§ **Exercise instructions**: Output all records below verbatim.

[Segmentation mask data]
================================
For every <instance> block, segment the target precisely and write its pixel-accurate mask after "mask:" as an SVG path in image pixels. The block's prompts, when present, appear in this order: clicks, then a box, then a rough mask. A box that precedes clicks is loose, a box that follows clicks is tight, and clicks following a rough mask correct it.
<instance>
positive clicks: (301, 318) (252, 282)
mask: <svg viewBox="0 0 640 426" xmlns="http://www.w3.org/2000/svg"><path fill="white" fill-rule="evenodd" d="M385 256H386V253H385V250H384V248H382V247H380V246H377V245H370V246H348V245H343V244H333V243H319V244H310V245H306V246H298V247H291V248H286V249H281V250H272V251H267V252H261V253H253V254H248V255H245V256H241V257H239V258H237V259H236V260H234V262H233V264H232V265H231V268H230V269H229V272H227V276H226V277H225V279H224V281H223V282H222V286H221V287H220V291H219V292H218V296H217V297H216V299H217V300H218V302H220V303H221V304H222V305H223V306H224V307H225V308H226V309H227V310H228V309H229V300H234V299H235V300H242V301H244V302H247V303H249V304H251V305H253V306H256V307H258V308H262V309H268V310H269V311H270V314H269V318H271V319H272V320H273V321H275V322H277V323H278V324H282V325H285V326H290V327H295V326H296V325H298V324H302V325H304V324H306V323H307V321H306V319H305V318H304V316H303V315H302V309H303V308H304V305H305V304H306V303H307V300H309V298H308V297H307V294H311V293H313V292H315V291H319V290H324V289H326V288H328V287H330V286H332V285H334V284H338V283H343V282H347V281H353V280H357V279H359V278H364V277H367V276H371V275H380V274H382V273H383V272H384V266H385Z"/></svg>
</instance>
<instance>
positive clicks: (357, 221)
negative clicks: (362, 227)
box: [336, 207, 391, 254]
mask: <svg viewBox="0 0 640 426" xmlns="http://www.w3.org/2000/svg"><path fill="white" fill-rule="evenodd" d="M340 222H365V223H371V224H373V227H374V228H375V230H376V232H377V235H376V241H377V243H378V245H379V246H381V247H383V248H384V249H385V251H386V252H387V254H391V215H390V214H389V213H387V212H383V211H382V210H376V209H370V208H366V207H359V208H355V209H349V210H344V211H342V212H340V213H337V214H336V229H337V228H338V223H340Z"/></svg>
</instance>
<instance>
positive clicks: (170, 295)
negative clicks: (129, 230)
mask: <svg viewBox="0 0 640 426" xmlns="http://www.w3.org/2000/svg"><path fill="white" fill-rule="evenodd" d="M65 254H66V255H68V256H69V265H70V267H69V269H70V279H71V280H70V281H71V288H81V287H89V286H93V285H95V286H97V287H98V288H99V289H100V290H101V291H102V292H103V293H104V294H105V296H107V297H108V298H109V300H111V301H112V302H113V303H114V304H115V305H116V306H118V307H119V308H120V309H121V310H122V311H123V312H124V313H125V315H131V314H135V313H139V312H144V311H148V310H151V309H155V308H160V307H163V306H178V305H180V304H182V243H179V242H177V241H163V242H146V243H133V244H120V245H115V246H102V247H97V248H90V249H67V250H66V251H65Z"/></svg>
================================
§ **Expected answer**:
For every <instance> block, segment the target precisely and write its pixel-accurate mask after "mask:" as an SVG path in image pixels. The block's prompts, when present, appear in this order: clicks, then a box, then a rough mask. A box that precedes clicks is loose, a box that follows clicks is tight, and clicks following a rough mask correct it.
<instance>
positive clicks: (301, 318) (252, 282)
mask: <svg viewBox="0 0 640 426" xmlns="http://www.w3.org/2000/svg"><path fill="white" fill-rule="evenodd" d="M385 256H386V253H385V250H384V248H382V247H380V246H377V245H370V246H348V245H343V244H333V243H319V244H310V245H306V246H298V247H291V248H286V249H281V250H272V251H267V252H261V253H253V254H248V255H245V256H241V257H239V258H237V259H236V260H234V262H233V264H232V265H231V268H230V269H229V272H227V276H226V277H225V279H224V281H223V282H222V286H221V287H220V291H219V292H218V296H217V297H216V299H217V300H218V302H220V303H221V304H222V305H223V306H224V307H225V308H226V309H227V310H228V309H229V300H234V299H235V300H242V301H244V302H247V303H249V304H251V305H253V306H256V307H258V308H262V309H268V310H269V311H270V314H269V318H271V319H272V320H273V321H275V322H277V323H278V324H282V325H285V326H290V327H295V326H296V325H298V324H302V325H304V324H306V323H307V321H306V319H305V318H304V316H303V315H302V309H303V308H304V305H305V304H306V303H307V300H309V298H308V297H307V294H311V293H313V292H315V291H319V290H324V289H326V288H328V287H330V286H332V285H334V284H338V283H343V282H347V281H353V280H357V279H359V278H364V277H367V276H371V275H380V274H382V273H383V272H384V266H385Z"/></svg>
</instance>
<instance>
positive clicks: (357, 221)
negative clicks: (362, 227)
box: [336, 207, 391, 254]
mask: <svg viewBox="0 0 640 426" xmlns="http://www.w3.org/2000/svg"><path fill="white" fill-rule="evenodd" d="M340 222H365V223H371V224H373V227H374V228H375V230H376V232H377V235H376V241H377V243H378V245H379V246H381V247H383V248H384V249H385V251H386V252H387V254H391V215H390V214H389V213H387V212H383V211H382V210H376V209H370V208H366V207H359V208H355V209H349V210H344V211H342V212H340V213H337V214H336V229H337V228H338V223H340Z"/></svg>
</instance>
<instance>
positive clicks: (170, 295)
negative clicks: (129, 230)
mask: <svg viewBox="0 0 640 426" xmlns="http://www.w3.org/2000/svg"><path fill="white" fill-rule="evenodd" d="M65 254H66V255H68V256H69V265H70V267H69V269H70V279H71V280H70V281H71V288H81V287H89V286H93V285H95V286H97V287H98V288H99V289H100V290H101V291H102V292H103V293H104V294H105V296H107V297H108V298H109V300H111V301H112V302H113V303H114V304H115V305H116V306H118V307H119V308H120V309H121V310H122V311H123V312H124V313H125V315H131V314H135V313H139V312H144V311H148V310H151V309H155V308H160V307H163V306H178V305H180V304H182V243H179V242H177V241H163V242H146V243H133V244H120V245H115V246H102V247H97V248H90V249H67V250H66V251H65Z"/></svg>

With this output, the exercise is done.